§ **RECORDS**:
+ + + + + + +

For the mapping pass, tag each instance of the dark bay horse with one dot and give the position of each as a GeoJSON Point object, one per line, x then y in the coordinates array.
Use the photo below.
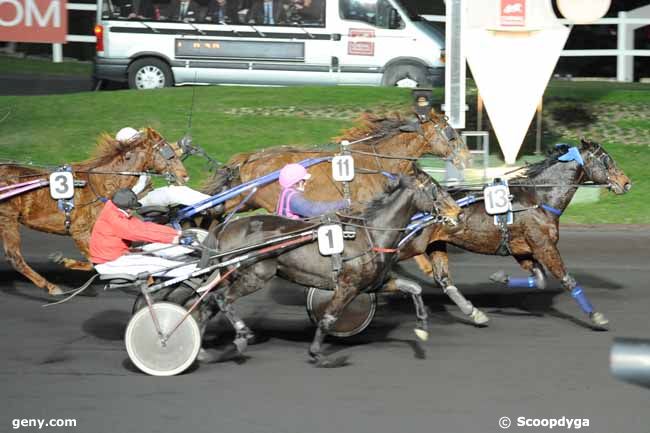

+ + + + + + +

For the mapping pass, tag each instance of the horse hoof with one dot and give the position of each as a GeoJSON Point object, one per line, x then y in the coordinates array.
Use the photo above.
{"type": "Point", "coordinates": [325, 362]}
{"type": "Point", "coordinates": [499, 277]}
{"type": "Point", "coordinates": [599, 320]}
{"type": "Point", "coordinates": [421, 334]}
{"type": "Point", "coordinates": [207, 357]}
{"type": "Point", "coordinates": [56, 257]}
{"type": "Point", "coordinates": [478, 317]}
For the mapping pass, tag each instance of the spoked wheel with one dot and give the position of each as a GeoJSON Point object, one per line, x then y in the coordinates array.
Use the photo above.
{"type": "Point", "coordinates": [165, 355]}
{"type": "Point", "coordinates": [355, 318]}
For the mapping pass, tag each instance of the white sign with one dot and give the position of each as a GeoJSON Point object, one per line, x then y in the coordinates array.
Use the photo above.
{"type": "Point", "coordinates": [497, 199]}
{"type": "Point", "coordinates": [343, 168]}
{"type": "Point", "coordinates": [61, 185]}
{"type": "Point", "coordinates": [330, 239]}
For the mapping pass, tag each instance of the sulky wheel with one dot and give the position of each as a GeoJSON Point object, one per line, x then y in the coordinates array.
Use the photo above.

+ + + + + + +

§ **WHAT THE TASK ASKS**: Print the lines of the records starting at the line containing "For the mapping pass, tag each instance of the dark" and ending at the line containing "Use the photo below.", both included, without any change.

§ **ANSWER TO THIS EXERCISE**:
For the mapping pass, tag each instance of the dark bay horse with one dot and give the position of each as a GeoJSON Point object, one per line, x then y in the coordinates array.
Use the photo below.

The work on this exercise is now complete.